=== Faça o seguinte ===
1. Responda com base no relato da viagem de trem pela costa norte da Espanha:
(a) Segundo o amigo de Madri, em que lugares o trem para?
(b) Quantos dias dura a viagem planejada?
(c) Qual era a grande notícia ferroviária na Espanha naquele ano?
2. Prossiga com o relato da viagem de trem pela costa norte da Espanha a partir da última frase.

=== Texto base ===

++++

Andrew Ferren
Você está falando daquele trem velho tedioso? Você sabe que ele pára em todas as cidades ao longo do caminho? alertou um amigo de Madri ao saber dos meus planos para uma viagem com paradas breves pela costa do norte da Espanha, das colinas verdejantes, enseadas pitorescas e altas florestas da Galícia até as montanhas cobertas de neve de Cantabria.
Em um ano em que as grandes notícias ferroviárias na Espanha envolveram a expansão das linhas AVE de alta velocidade, que ligam as capitais regionais em tempos recordes, pode parecer estranha a escolha por passar cinco dias visitando – seja de dentro do conforto de um vagão climatizado ou desembarcando para uma caminhada pelos arredores – virtualmente toda cidade mercado medieval ou enseada de pescadores na paisagem multicolorida do norte.

++++

=== Registros fornecidos ===
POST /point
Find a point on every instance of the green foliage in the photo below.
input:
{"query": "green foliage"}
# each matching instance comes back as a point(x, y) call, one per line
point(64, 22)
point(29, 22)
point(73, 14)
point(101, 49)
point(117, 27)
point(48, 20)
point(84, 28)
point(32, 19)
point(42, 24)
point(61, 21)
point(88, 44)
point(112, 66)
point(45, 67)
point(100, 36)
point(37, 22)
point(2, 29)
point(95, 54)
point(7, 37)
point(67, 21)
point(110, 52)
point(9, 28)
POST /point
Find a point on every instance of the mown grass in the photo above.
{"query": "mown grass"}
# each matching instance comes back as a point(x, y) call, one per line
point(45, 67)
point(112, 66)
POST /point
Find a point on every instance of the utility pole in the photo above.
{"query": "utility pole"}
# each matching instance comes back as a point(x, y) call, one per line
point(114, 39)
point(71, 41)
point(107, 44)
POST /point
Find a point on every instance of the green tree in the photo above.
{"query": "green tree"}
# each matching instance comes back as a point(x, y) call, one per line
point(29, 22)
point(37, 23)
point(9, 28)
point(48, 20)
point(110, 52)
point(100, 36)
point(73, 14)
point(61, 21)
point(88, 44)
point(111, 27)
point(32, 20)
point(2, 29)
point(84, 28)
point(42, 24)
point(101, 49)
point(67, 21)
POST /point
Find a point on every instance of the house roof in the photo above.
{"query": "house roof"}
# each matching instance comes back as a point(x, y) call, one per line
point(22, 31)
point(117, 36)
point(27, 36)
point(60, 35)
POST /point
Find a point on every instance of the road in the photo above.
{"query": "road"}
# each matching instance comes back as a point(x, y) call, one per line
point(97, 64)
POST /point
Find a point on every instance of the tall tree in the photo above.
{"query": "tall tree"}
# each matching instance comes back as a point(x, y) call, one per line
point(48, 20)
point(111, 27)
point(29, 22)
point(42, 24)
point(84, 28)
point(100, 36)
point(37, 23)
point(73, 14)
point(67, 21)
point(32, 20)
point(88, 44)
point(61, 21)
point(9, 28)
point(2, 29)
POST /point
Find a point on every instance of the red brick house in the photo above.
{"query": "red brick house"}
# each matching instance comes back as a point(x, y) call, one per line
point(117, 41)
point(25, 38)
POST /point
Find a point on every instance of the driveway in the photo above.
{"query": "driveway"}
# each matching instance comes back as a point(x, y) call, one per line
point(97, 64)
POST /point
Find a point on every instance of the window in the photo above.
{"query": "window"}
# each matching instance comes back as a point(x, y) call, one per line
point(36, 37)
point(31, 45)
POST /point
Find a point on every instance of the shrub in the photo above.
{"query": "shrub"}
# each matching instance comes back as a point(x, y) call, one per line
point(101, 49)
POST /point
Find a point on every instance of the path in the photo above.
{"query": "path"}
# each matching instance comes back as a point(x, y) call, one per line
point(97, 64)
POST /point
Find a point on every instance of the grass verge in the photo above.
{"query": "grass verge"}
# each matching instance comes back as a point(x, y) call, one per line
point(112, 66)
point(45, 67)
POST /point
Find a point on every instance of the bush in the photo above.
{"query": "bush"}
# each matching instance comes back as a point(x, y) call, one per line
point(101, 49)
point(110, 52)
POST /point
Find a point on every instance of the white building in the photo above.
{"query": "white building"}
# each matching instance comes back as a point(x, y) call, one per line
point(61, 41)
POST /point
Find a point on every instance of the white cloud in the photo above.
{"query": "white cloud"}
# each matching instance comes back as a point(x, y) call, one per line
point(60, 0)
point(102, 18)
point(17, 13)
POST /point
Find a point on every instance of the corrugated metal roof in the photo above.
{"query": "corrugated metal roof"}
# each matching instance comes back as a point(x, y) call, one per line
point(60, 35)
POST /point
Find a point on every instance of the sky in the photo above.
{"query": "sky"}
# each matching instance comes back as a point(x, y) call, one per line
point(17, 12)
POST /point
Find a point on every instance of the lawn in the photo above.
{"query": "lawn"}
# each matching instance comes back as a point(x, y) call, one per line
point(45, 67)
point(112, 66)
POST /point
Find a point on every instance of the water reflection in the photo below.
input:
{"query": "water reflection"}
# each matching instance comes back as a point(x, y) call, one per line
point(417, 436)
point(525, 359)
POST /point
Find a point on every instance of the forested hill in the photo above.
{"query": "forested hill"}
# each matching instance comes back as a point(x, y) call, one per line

++++

=== Respostas do exercício ===
1.
(a) Em todas as cidades ao longo do caminho.
(b) Cinco dias.
(c) A expansão das linhas AVE de alta velocidade, que ligam as capitais regionais em tempos recordes.

2.
O fato é que trens ligam cidades, enquanto estradas se conectam a outras estradas que quase sempre estão muito distantes do centro histórico de qualquer vilarejo com mais de mil anos que valha a pena ser visto. E o FEVE, trem velho tedioso em questão, é um pouco de história por si só. Apesar de amplamente modernizado, ele continua sendo o maior sistema de trens de bitola estreita na Europa e a principal artéria ferroviária do norte da Espanha, se conectando a uma rede semelhante na região basca do país, que segue para a fronteira francesa.
Com sua menor largura de trilhos, o FEVE é perfeito para percorrer a linha costeira escarpada e subir os barrancos e desfiladeiros íngremes, colocar os viajantes no meio da beleza natural e da vida cotidiana da região. Os demais passageiros do FEVE são tanto moradores de um vilarejo a caminho do açougue favorito na cidade vizinha quanto um grupo de ciclistas ingleses fazendo uma pesquisa profunda de albariños e outros vinhos brancos locais.
Logo, foi com um pouco de empolgação que embarquei no trem das 10h30, que partia da cidade galiciana de Ferrol, a cidade natal de Franco. Quando as portas fecharam e o trem partiu da bem-cuidada estação amarela e branca, um casal idoso trajando sobretudos de tweed simples fez uma trégua silenciosa em uma discussão agitada, que parecia ser em torno de manteiga, e se preparou para uma viagem segura antes de voltar sua atenção para a paisagem que passava.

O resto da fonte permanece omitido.